■ **Tasks to perform**:
**A)** Find every line in the listing that contains the string "cardboard", and copy each of those lines. Matching is case-sensitive.
**B)** Proceed with the excerpt on the haptic feedback trial schedules, picking up after its last sentence.

** Start Excerpt **

PH− and PH+ trials were performed in blocked (i.e., BPH− and BPH+) and random (i.e., RPH− and RPH+) feedback schedules. In the blocked feedback schedule (i.e., the same feedback schedule as used by Davarpanah Jazi et al., 2015b) participants were aware of whether or not terminal haptic feedback would be available, whereas in the random feedback schedule the presence of such feedback could not be predicted. More specifically, in the random feedback schedule PH+ and PH− trials were randomly interleaved on a trial-by-trial basis. The different trial blocks entailed 15 trials to each object size (which were randomly ordered). Therefore, the MG, BPH− and BPH+ trial blocks each consisted of 60 trials and each required approximately 30 min to complete. In turn, the random feedback schedule entailed 120 trials (i.e., 60 trials of each of the RPH− and RPH+ tasks) and required approximately 60 min to complete. To reduce mental and physical fatigue, the four trial blocks were performed in separate sessions separated by at least 24 h (i.e., two blocks per session). The ordering of trial blocks was randomized.

** End Excerpt **
** Start Material **

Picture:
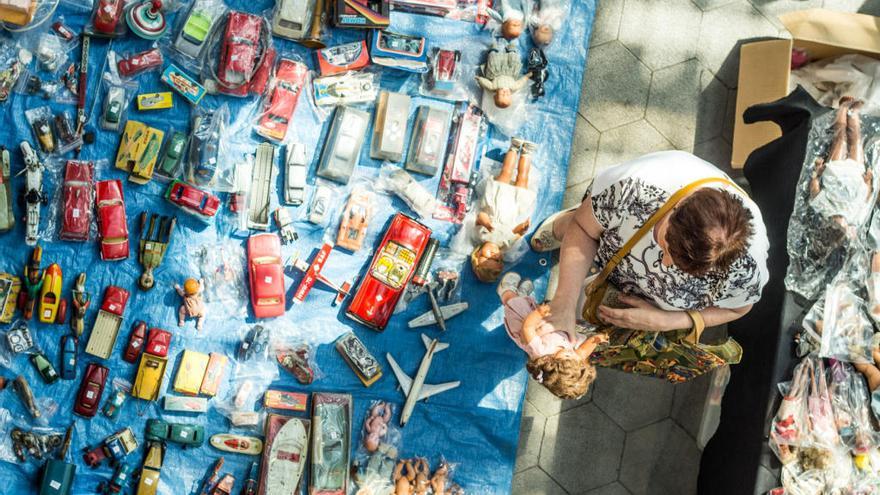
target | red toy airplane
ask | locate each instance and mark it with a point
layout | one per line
(312, 274)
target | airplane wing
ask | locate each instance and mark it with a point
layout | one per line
(429, 390)
(402, 378)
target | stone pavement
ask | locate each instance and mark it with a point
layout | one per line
(661, 74)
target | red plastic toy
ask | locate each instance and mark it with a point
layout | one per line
(192, 199)
(266, 275)
(90, 390)
(76, 193)
(390, 271)
(289, 81)
(112, 222)
(140, 62)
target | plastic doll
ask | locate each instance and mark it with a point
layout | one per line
(511, 15)
(841, 187)
(193, 305)
(504, 212)
(558, 360)
(502, 73)
(376, 425)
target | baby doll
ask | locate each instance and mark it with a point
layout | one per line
(841, 187)
(502, 73)
(193, 305)
(557, 360)
(504, 212)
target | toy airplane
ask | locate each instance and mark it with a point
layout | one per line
(416, 389)
(430, 317)
(312, 274)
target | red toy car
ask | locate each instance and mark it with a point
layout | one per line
(390, 271)
(244, 45)
(107, 15)
(289, 81)
(140, 62)
(76, 192)
(112, 222)
(266, 275)
(90, 390)
(192, 199)
(135, 342)
(158, 342)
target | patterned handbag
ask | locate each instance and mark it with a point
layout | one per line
(667, 355)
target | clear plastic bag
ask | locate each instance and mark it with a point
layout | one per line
(820, 237)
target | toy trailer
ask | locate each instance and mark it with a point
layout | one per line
(106, 328)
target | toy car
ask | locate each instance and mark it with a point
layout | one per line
(266, 275)
(90, 390)
(135, 342)
(106, 18)
(186, 435)
(76, 192)
(193, 200)
(295, 173)
(68, 357)
(140, 62)
(290, 77)
(112, 223)
(343, 147)
(391, 270)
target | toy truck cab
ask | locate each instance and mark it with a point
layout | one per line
(106, 328)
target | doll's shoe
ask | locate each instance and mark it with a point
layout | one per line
(543, 239)
(509, 282)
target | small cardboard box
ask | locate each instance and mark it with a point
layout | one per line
(764, 66)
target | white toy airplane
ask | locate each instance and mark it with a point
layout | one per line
(447, 312)
(416, 389)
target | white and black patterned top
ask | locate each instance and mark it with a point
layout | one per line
(625, 196)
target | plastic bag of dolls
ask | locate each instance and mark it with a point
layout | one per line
(835, 194)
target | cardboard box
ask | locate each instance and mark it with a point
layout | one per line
(765, 66)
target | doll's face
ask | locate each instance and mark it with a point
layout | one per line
(511, 29)
(502, 98)
(542, 34)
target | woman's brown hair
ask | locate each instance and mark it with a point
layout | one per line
(708, 230)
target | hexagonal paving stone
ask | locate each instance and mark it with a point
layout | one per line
(535, 482)
(630, 400)
(606, 24)
(612, 489)
(660, 34)
(548, 404)
(583, 152)
(720, 34)
(531, 432)
(774, 8)
(581, 449)
(615, 87)
(627, 142)
(672, 468)
(686, 104)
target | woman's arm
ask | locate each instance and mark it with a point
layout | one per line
(576, 256)
(645, 316)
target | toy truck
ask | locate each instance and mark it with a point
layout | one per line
(106, 328)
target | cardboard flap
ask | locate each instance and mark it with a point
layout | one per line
(828, 33)
(763, 77)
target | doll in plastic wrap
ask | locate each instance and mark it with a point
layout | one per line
(502, 73)
(504, 212)
(842, 186)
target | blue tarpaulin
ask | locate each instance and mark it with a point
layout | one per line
(475, 426)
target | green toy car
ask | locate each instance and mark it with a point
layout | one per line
(183, 434)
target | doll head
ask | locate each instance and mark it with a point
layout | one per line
(487, 262)
(565, 374)
(502, 97)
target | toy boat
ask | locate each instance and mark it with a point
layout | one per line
(284, 459)
(237, 444)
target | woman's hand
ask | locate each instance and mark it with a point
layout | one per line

** End Material **

■ **Results**:
**A)**
target | small cardboard box
target | cardboard box
target | cardboard flap

**B)**
Data Analysis

The position of the right limb was measured via infrared emitting diodes (IREDs) placed on the lateral surface of the distal phalanx of the forefinger, the medial surface of the distal phalanx of the thumb, and the styloid process of the wrist. IRED position data were sampled at 400 Hz via an OPTOTRAK Certus for 1500 ms following response cuing. IRED position data were filtered offline via a second-order dual-pass Butterworth filter employing a low-pass cutoff frequency of 15 Hz (for further information see Winter and Patla, 1997). Subsequently, instantaneous velocities were computed from the position (i.e., displacement) data via five-point central finite difference algorithm. Movement onset was marked when participants released pressure from the start location switch and movement offset was determined when wrist velocity fell below a value of 50 mm/s for 20 consecutive frames (i.e., 50 ms).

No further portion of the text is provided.